#### FRAGMENTO DEL DOCUMENTO ####
Creo haber vivido lo suficiente como para tener una cierta perspectiva en este asunto de los juicios de tráfico. Permítanme que comparta con ustedes un poquito de lo que he visto durante mi vida profesional y luego, al final, hablamos.
En 1990 me dedicaba mayoritariamente a defender compañías de seguros. Mis compañeros de despacho y yo nos ocupábamos de defender los intereses de cuatro o cinco aseguradoras y eso me hizo conocer bien ese mundo desde el interior de las propias compañías. Por otro lado también actuábamos como acusación particular contra aquellas compañías que no eran nuestras clientes. Fueron muchos juicios los que celebré, tantos que, alguna vez, sigo soñando todavía con el artículo 586(bis) del viejo Código Penal.
A principios de la década de los 90 la indemnización que los jueces solían conceder a los lesionados por cada día de baja en Madrid o Alicante, por ejemplo, ascendía a 10.000 pesetas (60€). En la Región de Murcia, más modestamente, la indemnización, en cambio, tan solo era de 8.000 pesetas (50€).
#### DATOS REGISTRADOS ####
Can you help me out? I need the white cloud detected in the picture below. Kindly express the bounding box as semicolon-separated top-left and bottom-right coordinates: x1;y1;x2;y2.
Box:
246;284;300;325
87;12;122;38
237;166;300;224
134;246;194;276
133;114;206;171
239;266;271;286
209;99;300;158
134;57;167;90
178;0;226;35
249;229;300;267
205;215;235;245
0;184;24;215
####
→ CONSIGNAS DE TRABAJO
- 1) Reescribe en forma de lista el párrafo del fragmento que empieza con «En 1990 me dedicaba», conservando sus datos principales.
- 2) Contesta brevemente, a partir del fragmento, estas preguntas:
(a) ¿De cuántas aseguradoras defendía los intereses el despacho en 1990?
(b) ¿Qué indemnización por cada día de baja solían conceder los jueces en Madrid o Alicante a principios de los 90?
(c) ¿Y cuál era esa indemnización en la Región de Murcia?

→ LISTA DE SOLUCIONES
- 1)
- En 1990 se dedicaba sobre todo a defender compañías de seguros.
- Junto con sus compañeros de despacho defendía los intereses de cuatro o cinco aseguradoras, lo que le permitió conocer ese mundo desde dentro.
- También actuaba como acusación particular contra las compañías que no eran clientes suyas.
- Celebró tantos juicios que todavía sueña a veces con el artículo 586(bis) del viejo Código Penal.

- 2)
(a) De cuatro o cinco aseguradoras.
(b) 10.000 pesetas (60€).
(c) 8.000 pesetas (50€).